** Records shown follows **

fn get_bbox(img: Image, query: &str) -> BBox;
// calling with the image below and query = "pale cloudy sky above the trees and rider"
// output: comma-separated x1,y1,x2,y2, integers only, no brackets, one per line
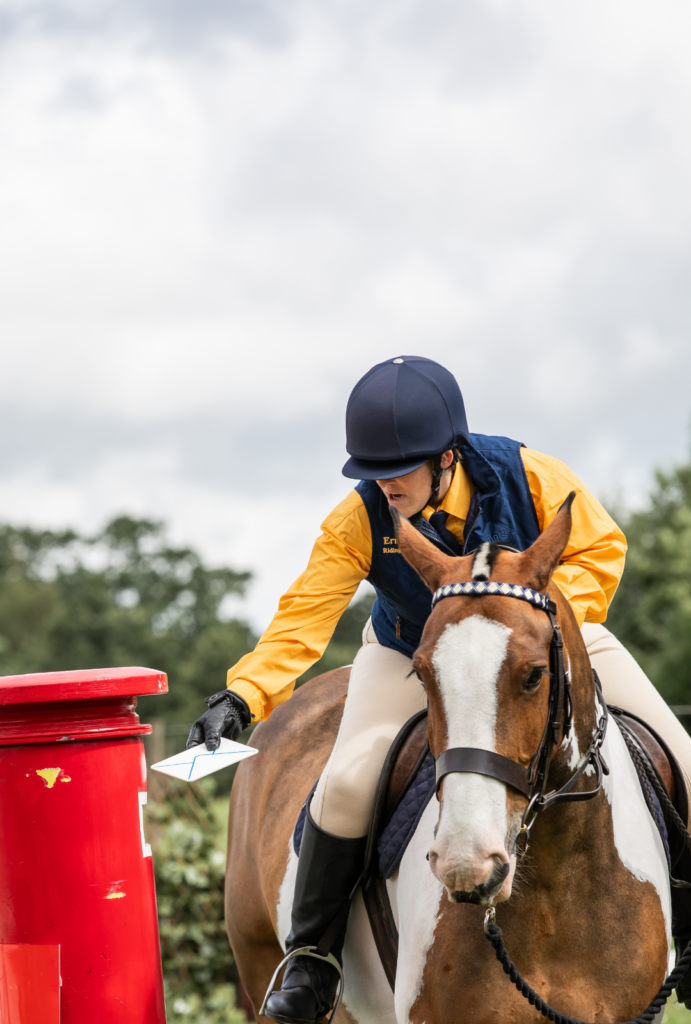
0,0,691,626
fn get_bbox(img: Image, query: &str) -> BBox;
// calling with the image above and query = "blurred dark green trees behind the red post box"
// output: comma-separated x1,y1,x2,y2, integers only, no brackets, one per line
0,516,255,723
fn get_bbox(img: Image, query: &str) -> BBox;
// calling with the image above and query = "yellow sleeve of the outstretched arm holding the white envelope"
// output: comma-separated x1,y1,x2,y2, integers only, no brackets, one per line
227,490,372,722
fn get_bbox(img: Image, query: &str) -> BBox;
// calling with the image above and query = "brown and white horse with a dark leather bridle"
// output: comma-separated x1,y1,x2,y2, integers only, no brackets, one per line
225,502,672,1024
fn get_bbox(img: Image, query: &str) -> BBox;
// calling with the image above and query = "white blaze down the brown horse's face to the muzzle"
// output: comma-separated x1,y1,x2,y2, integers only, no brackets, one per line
430,615,512,895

** End of Records shown **

> **What the exercise asks**: What you give back must match the entries exactly, apart from the omitted pictures.

> **Written solution**:
fn get_bbox(img: Image, query: &str) -> BBox;
// calling with the image below and query = "pale cloudy sky above the trees and rider"
// output: comma-separated x1,y1,x2,y2, integers only, no brackets, one per line
0,0,691,626
fn get_bbox(img: Image, query: &str) -> BBox;
// calling with the image above and query = "blurred dark green trees behind the red post box"
// output: comma-separated x1,y1,x2,y2, integers only, no brackets, one per line
0,516,255,723
fn get_bbox(img: Image, query: &str) -> BBox;
// calling with the image above and query = "yellow sleeve of the outstretched arm holding the white envelope"
// output: comma-separated x1,y1,x2,y2, integers only, no brackets, one per line
227,490,372,722
fn get_bbox(img: Image, query: &str) -> BBox;
// calling with the image above and query = "brown and white horse with a dark leather bridle"
// output: comma-separated x1,y1,x2,y2, integers only, no brackets, one per line
225,502,672,1024
fn get_bbox(img: Image, query: &str) -> BBox;
// calling with the image above and query = "white blaze down the brown horse's face to the muzzle"
// output: comma-separated x1,y1,x2,y2, integers only, no brackets, one per line
430,615,512,895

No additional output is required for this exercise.